— WORK TO BE COMPLETED —
Count the lines in the items below that contain the word "positive", and reply with that number only.

::: AVAILABLE RECORDS

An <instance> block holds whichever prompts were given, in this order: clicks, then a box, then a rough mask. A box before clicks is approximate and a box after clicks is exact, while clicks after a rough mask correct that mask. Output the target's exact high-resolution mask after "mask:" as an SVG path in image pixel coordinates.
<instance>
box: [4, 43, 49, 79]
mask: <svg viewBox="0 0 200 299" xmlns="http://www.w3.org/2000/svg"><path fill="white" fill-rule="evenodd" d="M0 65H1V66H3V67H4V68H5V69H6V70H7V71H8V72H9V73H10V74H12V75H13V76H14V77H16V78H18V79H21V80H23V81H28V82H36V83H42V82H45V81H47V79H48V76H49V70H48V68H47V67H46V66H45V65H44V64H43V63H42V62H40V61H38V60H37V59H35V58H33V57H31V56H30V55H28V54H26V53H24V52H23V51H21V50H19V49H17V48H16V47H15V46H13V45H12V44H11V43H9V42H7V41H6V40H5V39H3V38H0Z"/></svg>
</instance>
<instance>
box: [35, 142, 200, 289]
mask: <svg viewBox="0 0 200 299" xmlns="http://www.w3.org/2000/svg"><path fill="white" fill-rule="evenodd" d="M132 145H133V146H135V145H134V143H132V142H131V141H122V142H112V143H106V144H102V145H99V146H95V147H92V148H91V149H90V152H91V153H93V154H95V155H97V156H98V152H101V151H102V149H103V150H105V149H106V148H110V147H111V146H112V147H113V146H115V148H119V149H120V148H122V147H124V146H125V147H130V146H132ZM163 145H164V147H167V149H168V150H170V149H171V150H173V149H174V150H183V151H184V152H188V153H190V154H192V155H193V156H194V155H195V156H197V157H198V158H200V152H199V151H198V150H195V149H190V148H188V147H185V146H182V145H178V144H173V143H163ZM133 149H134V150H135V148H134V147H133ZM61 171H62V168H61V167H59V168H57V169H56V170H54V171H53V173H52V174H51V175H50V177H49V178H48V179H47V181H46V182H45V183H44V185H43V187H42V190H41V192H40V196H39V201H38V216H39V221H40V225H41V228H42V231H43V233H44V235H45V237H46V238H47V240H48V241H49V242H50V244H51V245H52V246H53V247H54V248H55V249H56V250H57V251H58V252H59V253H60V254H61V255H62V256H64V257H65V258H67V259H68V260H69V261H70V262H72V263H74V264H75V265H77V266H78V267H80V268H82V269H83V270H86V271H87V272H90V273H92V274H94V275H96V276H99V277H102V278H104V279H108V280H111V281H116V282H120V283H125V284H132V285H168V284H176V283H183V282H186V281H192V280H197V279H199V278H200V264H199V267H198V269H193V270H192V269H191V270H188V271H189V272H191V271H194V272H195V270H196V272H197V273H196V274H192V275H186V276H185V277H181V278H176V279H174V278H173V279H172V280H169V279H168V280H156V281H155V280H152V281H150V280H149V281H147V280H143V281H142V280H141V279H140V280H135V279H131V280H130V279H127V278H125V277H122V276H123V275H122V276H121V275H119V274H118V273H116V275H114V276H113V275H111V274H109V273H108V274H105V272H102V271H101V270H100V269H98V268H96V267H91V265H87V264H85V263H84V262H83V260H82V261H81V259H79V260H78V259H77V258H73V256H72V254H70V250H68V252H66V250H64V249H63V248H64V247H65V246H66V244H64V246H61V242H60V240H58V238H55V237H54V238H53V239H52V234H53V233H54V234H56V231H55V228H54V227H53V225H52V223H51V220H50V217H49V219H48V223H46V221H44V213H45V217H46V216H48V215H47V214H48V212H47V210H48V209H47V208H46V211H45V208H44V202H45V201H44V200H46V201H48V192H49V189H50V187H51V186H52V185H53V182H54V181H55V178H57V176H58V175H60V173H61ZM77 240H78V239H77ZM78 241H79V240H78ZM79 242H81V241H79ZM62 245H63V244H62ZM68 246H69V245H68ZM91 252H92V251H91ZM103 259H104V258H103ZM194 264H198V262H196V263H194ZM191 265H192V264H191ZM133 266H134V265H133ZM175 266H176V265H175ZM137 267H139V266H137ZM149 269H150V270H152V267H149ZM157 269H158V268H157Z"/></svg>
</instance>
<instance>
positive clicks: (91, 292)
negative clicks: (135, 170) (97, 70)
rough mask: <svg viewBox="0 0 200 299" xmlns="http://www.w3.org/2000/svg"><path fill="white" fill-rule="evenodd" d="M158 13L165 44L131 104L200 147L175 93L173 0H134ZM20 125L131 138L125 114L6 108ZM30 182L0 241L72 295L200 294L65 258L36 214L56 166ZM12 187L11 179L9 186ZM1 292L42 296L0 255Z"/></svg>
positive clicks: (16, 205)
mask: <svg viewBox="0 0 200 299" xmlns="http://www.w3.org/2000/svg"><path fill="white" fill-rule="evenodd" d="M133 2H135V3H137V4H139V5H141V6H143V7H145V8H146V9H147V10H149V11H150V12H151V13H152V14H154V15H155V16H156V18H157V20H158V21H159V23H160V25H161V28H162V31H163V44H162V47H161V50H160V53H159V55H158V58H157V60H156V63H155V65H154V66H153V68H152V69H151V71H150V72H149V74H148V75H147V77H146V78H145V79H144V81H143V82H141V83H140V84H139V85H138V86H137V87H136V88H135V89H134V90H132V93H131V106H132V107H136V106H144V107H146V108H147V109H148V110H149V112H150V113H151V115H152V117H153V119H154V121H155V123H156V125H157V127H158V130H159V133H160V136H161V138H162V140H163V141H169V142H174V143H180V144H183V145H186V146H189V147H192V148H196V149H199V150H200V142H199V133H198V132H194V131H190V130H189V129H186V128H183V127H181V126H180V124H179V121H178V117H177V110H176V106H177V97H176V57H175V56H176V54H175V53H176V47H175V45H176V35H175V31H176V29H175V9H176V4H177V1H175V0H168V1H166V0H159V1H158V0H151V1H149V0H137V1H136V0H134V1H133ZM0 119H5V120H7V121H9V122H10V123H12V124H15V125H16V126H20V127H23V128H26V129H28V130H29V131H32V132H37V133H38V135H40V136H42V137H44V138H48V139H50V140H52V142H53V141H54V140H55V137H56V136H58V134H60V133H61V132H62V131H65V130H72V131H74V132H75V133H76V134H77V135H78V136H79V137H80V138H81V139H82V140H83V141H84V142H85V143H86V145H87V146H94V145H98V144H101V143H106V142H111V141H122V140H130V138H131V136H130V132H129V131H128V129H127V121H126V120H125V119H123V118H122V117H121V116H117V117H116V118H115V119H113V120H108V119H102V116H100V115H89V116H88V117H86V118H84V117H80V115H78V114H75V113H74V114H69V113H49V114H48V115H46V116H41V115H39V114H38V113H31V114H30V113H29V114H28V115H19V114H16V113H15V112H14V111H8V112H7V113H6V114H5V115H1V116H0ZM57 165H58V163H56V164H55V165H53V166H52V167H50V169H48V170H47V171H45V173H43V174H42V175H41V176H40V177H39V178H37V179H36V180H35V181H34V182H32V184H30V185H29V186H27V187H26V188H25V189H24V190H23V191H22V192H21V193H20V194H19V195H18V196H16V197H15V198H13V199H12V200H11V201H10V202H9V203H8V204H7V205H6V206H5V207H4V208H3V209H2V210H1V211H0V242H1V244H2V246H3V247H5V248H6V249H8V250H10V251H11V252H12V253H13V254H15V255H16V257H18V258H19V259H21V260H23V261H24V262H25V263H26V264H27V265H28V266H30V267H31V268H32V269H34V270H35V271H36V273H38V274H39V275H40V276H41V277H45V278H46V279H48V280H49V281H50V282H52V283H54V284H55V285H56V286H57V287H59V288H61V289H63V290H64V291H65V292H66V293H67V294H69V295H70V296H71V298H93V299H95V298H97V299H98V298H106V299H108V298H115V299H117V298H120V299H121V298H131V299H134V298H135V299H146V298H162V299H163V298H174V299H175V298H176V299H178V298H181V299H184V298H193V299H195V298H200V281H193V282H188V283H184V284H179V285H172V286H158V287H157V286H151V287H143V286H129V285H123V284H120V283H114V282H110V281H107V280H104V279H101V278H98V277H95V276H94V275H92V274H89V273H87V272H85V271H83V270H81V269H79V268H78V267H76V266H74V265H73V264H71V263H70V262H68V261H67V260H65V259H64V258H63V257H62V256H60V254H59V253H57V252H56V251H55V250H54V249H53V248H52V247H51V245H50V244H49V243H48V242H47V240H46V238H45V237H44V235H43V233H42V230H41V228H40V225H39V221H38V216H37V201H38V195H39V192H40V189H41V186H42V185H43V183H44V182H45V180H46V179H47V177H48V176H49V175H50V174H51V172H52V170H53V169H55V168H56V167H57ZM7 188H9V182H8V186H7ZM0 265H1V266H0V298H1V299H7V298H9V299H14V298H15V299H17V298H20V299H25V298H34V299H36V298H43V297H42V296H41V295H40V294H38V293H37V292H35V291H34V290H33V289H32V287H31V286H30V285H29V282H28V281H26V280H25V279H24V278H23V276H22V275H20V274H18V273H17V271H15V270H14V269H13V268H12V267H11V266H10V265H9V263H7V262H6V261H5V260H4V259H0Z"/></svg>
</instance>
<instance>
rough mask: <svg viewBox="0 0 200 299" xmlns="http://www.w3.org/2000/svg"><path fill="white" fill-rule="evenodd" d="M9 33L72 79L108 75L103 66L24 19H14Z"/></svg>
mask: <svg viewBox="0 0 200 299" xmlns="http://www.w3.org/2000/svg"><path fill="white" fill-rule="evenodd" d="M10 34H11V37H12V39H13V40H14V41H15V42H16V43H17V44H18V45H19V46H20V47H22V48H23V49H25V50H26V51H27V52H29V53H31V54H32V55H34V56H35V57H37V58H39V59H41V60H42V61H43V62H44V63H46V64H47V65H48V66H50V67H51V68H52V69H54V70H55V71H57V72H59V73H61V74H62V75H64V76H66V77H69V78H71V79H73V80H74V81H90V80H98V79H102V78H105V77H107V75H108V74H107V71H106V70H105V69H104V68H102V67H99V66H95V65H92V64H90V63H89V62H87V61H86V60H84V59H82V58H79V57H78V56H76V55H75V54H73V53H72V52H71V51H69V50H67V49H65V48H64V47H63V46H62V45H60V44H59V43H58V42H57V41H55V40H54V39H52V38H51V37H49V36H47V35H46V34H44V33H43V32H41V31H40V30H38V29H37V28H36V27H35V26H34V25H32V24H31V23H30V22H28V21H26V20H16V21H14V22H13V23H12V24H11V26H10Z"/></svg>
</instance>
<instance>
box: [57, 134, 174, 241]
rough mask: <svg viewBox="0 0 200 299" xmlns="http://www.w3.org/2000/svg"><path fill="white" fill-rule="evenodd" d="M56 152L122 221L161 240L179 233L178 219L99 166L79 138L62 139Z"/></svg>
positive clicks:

::::::

— EXPECTED OUTPUT —
3